### DO THIS
Reproduce the records below in their entirety, character for character.

============

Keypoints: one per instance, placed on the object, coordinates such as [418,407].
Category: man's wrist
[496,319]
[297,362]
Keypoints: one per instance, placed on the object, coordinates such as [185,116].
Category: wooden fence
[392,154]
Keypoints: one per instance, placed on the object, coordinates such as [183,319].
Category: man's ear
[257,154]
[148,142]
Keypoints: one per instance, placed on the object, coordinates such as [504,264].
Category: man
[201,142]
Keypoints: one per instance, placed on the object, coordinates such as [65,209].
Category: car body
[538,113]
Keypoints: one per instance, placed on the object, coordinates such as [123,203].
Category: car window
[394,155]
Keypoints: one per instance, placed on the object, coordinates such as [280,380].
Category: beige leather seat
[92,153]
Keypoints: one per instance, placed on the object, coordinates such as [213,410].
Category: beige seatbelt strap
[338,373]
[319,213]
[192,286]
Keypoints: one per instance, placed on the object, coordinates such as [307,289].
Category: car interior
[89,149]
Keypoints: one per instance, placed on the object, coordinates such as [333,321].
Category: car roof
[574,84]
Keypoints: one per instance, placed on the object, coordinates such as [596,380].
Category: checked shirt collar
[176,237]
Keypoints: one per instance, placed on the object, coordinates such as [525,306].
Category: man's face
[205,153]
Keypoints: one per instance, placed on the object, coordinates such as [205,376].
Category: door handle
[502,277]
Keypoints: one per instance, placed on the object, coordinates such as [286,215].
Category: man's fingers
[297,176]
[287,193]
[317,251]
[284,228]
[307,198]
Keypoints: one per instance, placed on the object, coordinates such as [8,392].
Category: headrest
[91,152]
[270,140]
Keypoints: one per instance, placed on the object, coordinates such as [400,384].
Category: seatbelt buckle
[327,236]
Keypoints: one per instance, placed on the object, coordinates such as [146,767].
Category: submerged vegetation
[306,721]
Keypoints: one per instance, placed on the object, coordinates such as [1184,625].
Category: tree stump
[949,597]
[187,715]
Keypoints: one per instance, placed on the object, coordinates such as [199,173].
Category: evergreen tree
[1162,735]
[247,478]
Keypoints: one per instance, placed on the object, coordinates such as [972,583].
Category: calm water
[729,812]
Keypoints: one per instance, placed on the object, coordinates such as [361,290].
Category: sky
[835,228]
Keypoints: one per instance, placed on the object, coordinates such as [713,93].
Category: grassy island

============

### RIGHT ANSWER
Keypoints: one per instance, placed on the object, coordinates such as [418,407].
Category: man's wrist
[496,319]
[297,362]
Keypoints: one per instance, placed on the object, coordinates such as [185,116].
Category: wooden fence
[392,154]
Keypoints: one per instance, placed on the object, coordinates such as [183,319].
Category: man's ear
[257,154]
[148,142]
Keypoints: one per instance, placed on the object, coordinates such as [504,264].
Category: man
[201,142]
Keypoints: one per instance, placed on the object, coordinates such as [65,209].
Category: car body
[538,113]
Keypoints: one per instance, placed on the object, coordinates such as [123,203].
Category: car window
[394,155]
Keypoints: one per instance, placed on the object, coordinates such as [280,380].
Category: beige leather seat
[92,153]
Keypoints: one per instance, placed on the object, coordinates such as [213,410].
Category: beige seatbelt strap
[338,373]
[319,213]
[192,286]
Keypoints: one per instance, placed on the object, coordinates such as [307,289].
Category: car interior
[89,149]
Keypoints: one per instance, placed on the object, coordinates such as [333,321].
Category: car roof
[574,84]
Keypoints: one per instance, placed on the object, coordinates such as [596,380].
Category: checked shirt collar
[176,237]
Keypoints: one per instance, placed on the object, coordinates such as [525,306].
Category: man's face
[205,153]
Keypoints: one per instance, placed on the object, coordinates such as [205,376].
Category: door handle
[502,277]
Keypoints: one per instance, placed on the object, coordinates such as [286,215].
Category: man's fingers
[297,176]
[287,193]
[317,251]
[284,228]
[307,198]
Keypoints: one per instance, placed on the object, coordinates such as [8,392].
Category: headrest
[91,152]
[270,140]
Keypoints: one per instance, placed on the object, coordinates such as [400,384].
Category: seatbelt buckle
[327,236]
Keypoints: one per instance, placed on the object, coordinates such as [146,767].
Category: submerged vegetation
[306,721]
Keypoints: one per instance, placed on the object, coordinates such as [1184,625].
Category: tree stump
[949,597]
[187,715]
Keypoints: one per instance, placed on the object, coordinates such as [199,173].
Category: evergreen tree
[1162,735]
[247,478]
Keypoints: one per instance, placed on the object, coordinates such as [972,583].
Category: calm water
[729,812]
Keypoints: one per instance, placed on the object, coordinates such as [361,290].
Category: sky
[835,228]
Keypoints: one per instance, placed on the object, coordinates such as [713,93].
Category: grassy island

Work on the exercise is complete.